- _Given instruction_:
Rescale the lines starting with the one containing "Query: blue tote bag" and going on through the one containing "500), (77, 512)]", and give back only those lines in full, requests included. Multiply every coordinate in the answers by 1.2 and round it to a whole number, halves up, leaving the numbers in the requests and their sample layouts unchanged.

- _Source data_:

* BEGIN *

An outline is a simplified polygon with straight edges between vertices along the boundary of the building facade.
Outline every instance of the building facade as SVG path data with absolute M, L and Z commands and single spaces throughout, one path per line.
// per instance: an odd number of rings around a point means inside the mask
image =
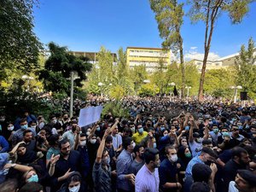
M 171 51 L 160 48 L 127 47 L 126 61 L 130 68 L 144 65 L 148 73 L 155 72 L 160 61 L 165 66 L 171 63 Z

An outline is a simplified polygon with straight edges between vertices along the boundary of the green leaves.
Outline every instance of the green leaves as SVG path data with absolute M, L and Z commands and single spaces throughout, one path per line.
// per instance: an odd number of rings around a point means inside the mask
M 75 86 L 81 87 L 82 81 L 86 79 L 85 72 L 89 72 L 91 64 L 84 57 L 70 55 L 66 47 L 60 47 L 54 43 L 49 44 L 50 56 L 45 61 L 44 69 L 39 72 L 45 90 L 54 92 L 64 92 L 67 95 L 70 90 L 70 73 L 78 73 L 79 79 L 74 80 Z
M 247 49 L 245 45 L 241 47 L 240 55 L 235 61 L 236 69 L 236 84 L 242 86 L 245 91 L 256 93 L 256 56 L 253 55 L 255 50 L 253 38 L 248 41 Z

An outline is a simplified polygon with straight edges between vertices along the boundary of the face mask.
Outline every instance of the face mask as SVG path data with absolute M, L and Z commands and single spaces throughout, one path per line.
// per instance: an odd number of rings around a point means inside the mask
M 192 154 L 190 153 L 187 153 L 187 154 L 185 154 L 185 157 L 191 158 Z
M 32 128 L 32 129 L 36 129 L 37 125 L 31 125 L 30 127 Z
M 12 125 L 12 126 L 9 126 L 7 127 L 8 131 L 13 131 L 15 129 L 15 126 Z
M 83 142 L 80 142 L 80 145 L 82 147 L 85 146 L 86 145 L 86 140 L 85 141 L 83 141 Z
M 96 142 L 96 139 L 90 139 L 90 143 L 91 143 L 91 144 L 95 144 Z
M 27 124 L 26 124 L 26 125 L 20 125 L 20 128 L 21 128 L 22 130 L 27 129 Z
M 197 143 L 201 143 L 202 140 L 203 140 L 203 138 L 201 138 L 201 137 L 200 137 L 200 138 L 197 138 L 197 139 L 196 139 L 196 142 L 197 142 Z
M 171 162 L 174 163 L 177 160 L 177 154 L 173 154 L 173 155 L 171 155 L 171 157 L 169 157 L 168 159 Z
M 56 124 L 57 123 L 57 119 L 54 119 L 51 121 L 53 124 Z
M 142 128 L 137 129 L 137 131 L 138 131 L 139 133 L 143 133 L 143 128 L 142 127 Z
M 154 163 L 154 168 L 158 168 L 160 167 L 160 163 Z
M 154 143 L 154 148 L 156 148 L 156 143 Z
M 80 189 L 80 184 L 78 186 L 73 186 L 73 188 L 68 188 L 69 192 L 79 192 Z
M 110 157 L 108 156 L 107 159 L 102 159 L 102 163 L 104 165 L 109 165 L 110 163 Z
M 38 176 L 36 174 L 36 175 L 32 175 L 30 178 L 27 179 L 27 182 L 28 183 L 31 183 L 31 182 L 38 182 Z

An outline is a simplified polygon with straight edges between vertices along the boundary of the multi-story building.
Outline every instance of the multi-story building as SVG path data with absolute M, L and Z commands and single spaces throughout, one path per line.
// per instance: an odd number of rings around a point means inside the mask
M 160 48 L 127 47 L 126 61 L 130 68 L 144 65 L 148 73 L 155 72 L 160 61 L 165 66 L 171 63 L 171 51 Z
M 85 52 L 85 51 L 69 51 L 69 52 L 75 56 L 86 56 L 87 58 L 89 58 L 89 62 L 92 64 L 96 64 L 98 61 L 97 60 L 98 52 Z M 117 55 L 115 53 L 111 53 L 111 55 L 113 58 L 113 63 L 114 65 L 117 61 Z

* END *
* BEGIN *

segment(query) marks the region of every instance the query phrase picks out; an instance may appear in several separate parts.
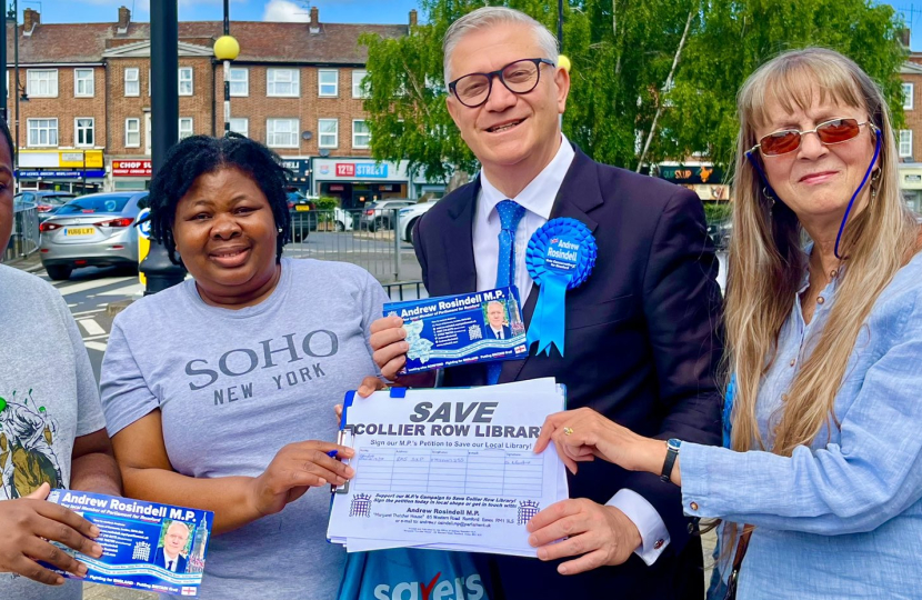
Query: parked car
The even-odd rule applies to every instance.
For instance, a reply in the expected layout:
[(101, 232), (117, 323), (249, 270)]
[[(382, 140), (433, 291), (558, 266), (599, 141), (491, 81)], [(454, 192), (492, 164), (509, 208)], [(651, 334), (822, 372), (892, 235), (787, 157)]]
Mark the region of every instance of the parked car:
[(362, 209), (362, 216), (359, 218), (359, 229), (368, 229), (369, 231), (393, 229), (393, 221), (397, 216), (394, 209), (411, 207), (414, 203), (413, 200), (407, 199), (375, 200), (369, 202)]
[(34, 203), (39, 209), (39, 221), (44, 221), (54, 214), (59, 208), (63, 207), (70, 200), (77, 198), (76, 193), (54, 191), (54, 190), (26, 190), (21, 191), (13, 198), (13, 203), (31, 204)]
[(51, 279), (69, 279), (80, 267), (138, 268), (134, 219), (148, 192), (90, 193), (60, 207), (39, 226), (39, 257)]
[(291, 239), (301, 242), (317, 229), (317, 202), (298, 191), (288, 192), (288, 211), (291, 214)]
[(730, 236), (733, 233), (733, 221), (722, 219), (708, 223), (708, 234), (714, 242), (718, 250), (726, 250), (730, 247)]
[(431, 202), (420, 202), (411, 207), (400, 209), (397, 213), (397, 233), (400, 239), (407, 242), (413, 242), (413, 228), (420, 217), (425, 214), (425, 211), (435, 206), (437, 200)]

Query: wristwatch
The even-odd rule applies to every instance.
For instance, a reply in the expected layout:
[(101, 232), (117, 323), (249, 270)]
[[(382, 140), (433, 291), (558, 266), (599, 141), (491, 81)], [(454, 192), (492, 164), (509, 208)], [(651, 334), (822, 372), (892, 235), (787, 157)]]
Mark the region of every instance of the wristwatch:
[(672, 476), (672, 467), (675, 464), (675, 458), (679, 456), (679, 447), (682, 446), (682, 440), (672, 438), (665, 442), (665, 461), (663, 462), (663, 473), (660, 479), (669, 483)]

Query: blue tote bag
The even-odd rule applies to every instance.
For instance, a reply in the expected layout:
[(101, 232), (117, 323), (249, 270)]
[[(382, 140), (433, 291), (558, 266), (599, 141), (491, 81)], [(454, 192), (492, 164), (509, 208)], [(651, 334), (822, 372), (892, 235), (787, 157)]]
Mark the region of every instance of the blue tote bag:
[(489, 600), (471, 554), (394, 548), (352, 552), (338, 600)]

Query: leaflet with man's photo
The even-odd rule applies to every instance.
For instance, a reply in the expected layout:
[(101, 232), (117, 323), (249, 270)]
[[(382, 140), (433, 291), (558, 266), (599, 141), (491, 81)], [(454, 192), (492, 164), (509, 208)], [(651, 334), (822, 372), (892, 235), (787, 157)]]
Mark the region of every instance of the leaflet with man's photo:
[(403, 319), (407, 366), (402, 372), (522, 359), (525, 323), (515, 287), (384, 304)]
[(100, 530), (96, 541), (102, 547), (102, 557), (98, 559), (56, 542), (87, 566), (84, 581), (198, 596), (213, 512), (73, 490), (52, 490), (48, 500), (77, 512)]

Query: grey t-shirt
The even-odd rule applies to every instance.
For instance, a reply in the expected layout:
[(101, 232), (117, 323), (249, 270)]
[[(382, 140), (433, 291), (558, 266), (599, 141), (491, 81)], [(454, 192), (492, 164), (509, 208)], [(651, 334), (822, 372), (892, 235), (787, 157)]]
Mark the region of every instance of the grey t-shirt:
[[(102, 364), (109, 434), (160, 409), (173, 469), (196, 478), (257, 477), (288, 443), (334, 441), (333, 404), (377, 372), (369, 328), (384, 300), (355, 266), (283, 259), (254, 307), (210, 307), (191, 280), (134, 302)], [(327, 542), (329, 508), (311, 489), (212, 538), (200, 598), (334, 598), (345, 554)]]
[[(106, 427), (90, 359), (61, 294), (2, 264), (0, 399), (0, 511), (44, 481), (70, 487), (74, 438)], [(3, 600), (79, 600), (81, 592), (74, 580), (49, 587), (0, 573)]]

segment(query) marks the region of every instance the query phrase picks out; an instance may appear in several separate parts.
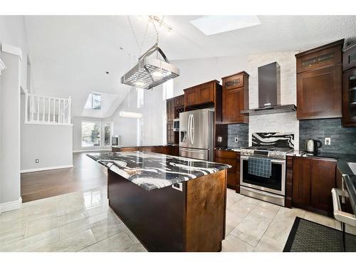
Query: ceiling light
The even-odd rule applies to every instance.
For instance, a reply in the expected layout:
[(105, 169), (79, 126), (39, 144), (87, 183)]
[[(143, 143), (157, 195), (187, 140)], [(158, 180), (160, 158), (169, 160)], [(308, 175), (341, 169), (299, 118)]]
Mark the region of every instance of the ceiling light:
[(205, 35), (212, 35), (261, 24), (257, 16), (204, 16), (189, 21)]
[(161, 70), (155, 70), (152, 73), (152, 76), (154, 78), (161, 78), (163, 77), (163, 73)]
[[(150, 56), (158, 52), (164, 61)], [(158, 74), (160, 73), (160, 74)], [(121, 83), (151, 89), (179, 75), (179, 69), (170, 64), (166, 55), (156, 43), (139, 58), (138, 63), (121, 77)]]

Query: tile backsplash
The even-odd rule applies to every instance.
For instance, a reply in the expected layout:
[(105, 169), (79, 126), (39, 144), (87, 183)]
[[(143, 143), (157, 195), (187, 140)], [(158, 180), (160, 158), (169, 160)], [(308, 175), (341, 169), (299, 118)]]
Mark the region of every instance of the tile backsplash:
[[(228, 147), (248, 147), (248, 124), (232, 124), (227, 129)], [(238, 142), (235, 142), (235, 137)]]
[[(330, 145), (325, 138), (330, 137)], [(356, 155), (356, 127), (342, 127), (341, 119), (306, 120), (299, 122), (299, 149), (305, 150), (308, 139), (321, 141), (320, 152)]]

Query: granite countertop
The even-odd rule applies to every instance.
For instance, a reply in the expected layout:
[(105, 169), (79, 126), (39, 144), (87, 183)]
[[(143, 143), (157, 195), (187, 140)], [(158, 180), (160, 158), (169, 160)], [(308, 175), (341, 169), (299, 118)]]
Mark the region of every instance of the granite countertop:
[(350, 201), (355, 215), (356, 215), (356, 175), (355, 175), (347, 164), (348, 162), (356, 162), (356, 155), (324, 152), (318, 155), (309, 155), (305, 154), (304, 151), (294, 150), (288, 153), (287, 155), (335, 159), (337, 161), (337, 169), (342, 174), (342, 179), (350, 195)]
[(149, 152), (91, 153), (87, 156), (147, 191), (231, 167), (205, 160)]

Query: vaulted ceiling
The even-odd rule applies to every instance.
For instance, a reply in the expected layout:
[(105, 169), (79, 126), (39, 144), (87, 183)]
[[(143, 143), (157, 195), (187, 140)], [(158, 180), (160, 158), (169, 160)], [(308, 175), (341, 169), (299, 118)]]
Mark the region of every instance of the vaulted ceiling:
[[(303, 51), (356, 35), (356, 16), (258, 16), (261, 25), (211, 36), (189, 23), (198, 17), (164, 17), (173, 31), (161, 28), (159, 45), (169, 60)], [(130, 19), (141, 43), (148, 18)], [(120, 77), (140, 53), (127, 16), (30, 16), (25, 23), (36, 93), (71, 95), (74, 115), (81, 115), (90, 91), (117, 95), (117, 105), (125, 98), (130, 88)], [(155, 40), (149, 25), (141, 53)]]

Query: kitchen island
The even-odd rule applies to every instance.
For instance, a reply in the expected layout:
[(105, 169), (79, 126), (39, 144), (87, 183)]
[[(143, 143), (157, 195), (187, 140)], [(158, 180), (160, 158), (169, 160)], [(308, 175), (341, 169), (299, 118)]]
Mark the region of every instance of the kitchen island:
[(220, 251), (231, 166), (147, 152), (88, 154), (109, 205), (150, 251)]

* END *

- _Finished task_:
Query: blue tote bag
The even-odd rule applies to every instance.
For instance, a reply in the expected layout:
[(101, 232), (117, 323), (249, 270)]
[[(382, 140), (433, 291), (558, 266), (599, 141), (491, 81)], [(454, 192), (492, 164), (509, 208)], [(651, 334), (822, 372), (892, 235), (787, 157)]]
Mark the region of every instance of the blue tote bag:
[(587, 720), (565, 665), (473, 658), (422, 662), (406, 720)]

Query: leaflet with man's photo
The even-odd rule applies to every instance.
For instance, a reply in the expected layout:
[(101, 232), (117, 323), (249, 270)]
[[(382, 140), (433, 291), (558, 266), (599, 141), (491, 81)], [(454, 192), (492, 164), (509, 208)], [(651, 334), (822, 372), (892, 235), (787, 157)]]
Mark the region of every instance of the leaflet with man's photo:
[(484, 383), (488, 439), (482, 446), (626, 431), (630, 388), (618, 344), (461, 365)]
[(120, 636), (115, 649), (122, 656), (122, 668), (118, 671), (67, 650), (104, 679), (101, 697), (238, 715), (256, 614), (88, 588), (62, 588), (58, 600), (92, 614)]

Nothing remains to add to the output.